ACTIVITY> This exercise requires every record to be repeated exactly.

MATERIAL SUPPLIED>
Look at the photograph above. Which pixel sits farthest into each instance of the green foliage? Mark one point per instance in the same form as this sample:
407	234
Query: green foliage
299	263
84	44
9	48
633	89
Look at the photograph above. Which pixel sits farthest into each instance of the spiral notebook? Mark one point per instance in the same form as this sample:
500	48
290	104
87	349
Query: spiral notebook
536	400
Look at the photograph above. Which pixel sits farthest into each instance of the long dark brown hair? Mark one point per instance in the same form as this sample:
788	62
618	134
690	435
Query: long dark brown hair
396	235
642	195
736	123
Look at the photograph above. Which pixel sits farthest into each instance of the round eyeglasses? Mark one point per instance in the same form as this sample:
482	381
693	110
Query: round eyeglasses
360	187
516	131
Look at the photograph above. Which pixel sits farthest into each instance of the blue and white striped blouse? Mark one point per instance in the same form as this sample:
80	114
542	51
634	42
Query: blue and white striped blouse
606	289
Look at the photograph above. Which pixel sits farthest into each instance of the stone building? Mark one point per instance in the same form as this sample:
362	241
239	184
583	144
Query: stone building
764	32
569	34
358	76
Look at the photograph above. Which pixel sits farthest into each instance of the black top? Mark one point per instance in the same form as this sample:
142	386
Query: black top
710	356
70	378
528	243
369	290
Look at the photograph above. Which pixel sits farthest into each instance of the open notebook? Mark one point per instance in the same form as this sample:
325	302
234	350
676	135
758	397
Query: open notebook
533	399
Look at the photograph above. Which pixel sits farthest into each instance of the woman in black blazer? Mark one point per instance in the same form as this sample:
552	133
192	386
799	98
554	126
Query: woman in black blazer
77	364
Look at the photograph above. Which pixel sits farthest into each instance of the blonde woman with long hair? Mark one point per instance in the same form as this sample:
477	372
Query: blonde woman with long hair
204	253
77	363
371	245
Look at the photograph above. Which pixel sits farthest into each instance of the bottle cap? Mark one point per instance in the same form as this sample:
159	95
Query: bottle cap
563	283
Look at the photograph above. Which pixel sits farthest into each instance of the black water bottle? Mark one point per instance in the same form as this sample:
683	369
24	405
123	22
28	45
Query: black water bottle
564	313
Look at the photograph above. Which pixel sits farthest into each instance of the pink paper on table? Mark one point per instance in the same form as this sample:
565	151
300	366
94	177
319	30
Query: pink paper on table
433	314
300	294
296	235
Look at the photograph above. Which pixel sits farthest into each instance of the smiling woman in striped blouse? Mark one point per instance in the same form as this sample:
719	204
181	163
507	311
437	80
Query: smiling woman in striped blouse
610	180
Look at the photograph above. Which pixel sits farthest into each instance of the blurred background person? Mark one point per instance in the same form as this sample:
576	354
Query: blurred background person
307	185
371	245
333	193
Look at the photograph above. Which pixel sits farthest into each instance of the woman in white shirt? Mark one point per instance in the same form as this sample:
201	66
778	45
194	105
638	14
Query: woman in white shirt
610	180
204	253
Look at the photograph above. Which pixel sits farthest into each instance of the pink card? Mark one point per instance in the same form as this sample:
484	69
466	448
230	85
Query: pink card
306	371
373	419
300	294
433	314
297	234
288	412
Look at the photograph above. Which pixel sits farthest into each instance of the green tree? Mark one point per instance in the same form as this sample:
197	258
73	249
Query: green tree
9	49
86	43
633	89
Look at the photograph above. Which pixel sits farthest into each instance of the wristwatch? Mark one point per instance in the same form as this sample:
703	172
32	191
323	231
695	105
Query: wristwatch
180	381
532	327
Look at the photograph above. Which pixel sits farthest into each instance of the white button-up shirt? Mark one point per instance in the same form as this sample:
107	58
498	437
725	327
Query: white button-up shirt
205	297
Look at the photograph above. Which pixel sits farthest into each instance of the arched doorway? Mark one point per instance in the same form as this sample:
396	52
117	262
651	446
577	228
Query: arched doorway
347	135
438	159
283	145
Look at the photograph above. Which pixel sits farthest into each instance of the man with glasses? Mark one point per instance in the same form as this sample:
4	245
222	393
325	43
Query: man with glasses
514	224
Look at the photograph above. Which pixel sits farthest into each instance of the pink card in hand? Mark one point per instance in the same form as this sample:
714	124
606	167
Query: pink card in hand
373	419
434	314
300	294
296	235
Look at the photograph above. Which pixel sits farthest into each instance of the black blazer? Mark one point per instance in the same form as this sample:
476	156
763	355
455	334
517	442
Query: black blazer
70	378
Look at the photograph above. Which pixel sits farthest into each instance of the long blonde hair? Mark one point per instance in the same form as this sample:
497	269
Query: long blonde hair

TASK ANSWER>
Look at the photograph above. Which pixel sits farthest into each instance of the green foliage? Mark one point per instance in the same form as this sample:
407	234
Query: green foliage
299	263
84	44
9	48
633	89
Look at the photograph above. Which pixel sits farthest into each instance of the spiral notebook? Mark one point per instance in the same form as this sample:
500	48
290	104
87	349
Query: spiral notebook
536	400
Look at the photograph above. Which pixel sits farthest into each instance of the long dark brown hair? Mark one point per instance in the same form as this sample:
788	62
618	134
690	435
Query: long dark brown hair
396	235
642	195
736	123
Look at the photograph above. Which pixel sits farthest into each instance of the round eyeglasses? Mark one point per instance in the same form as this sample:
482	381
693	110
Query: round eyeglasses
360	187
516	131
Look at the photograph above. Which pixel sits farthest into each instance of the blue and white striped blouse? Mark one point per instance in the same form as this sample:
80	114
542	51
634	42
Query: blue and white striped blouse
606	289
Look at the photograph above. Which pixel sits farthest into each instance of the stone building? Mark one point per instance in the same form as this sample:
362	241
239	184
583	144
Query: stone building
764	32
569	34
358	76
Look at the photograph above. Which pixel sits farthest into each instance of the black top? Mark one point per instance in the same form as this sample:
142	386
Query: black top
710	356
70	378
528	243
369	290
Look at the photograph above. Which pixel sits farthest into each instance of the open notebook? Mark one point per instance in the same form as this sample:
325	302
234	350
676	135
758	397
Query: open notebook
533	399
Look at the photograph above. Which pixel sits farthest into each instance of the woman in black blazer? Mark one point per instance in the same form as this sample:
552	133
192	386
799	98
554	126
Query: woman in black blazer
77	364
Look at the photograph above. Which pixel sits farthest into each instance of the blonde woman with long hair? Mark one point per instance in the same form as this sample:
477	372
Query: blonde woman with long hair
204	253
77	363
371	245
Look at the photograph above. Which pixel sits farthest into each instance of the bottle cap? Mark one point per instance in the same form as this sample:
159	95
Query: bottle cap
563	283
Look at the photograph above. Which pixel sits farthest into each instance of the black water bottle? Mark one point per instance in the same form as this sample:
683	369
24	405
123	22
28	45
Query: black water bottle
564	313
Look at the photograph above. Which pixel sits farthest into each instance of the pink paper on table? Mark one point per instance in the same form as this sample:
565	151
300	366
94	177
319	30
Query: pink paper on table
433	314
300	294
296	235
Look at the photograph above. Which pixel sits farthest into each instance of the smiling woman in striped blouse? Mark one point per instance in the same form as this sample:
719	204
181	163
507	311
437	80
Query: smiling woman in striped blouse
610	180
Look at the photograph above. Which pixel sits farthest into each instance of the blurred background person? Mark one point per instance in the same form as this sample:
576	354
Query: blurred background person
307	185
371	245
333	193
Look at the photograph above. Which pixel sits farthest into each instance of the woman in white shirt? Mark one point per instance in the same form as this sample:
201	66
778	45
194	105
638	14
Query: woman in white shirt
610	180
204	253
Look at the photograph above. Which pixel sits farthest into each instance of the pink card? Mark one point per instance in the same form as this sample:
484	69
466	448
230	85
Query: pink card
306	371
373	419
300	294
433	314
297	234
288	412
Look at the photograph above. Which pixel sits farthest into each instance of the green tree? Mark one point per instance in the same form as this sample:
197	258
73	249
Query: green tree
9	49
86	43
633	89
Look at the photograph above. Which pixel sits farthest into each instance of the wristwatch? Mark one point per instance in the same form as this sample:
703	172
32	191
323	231
695	105
Query: wristwatch
180	381
532	327
Look at the photograph above. Which pixel sits farthest into each instance of the white button-up shirt? Mark one point per instance in the same form as this sample:
107	58
498	437
725	327
Query: white button-up shirt
205	297
Look at the photograph above. Which pixel sits farthest into each instance of the arched doorway? Mark one point per instance in the same form as this sample:
396	52
117	262
651	446
577	228
Query: arched doorway
347	135
438	159
283	145
Look at the photograph above. Which pixel sits farthest into each instance of the man with glasses? Mark one point per instance in the same form as this sample:
4	245
222	393
325	43
Query: man with glasses
514	224
Look at the photograph above. Which pixel sits farthest into each instance of the pink card in hand? Mark one point per instance in the same form as this sample:
714	124
606	167
Query: pink card in hand
373	419
434	314
300	294
296	235
Look at the photograph above. Which pixel sits farthest into each instance of the black blazer? Mark one point per instance in the same form as this sample:
476	156
763	355
455	334
517	442
Query: black blazer
70	378
Look at the photograph above. Which pixel sits farthest into each instance of the long blonde hair? Mark one point per instance in the same form as this sample:
497	269
Query: long blonde hair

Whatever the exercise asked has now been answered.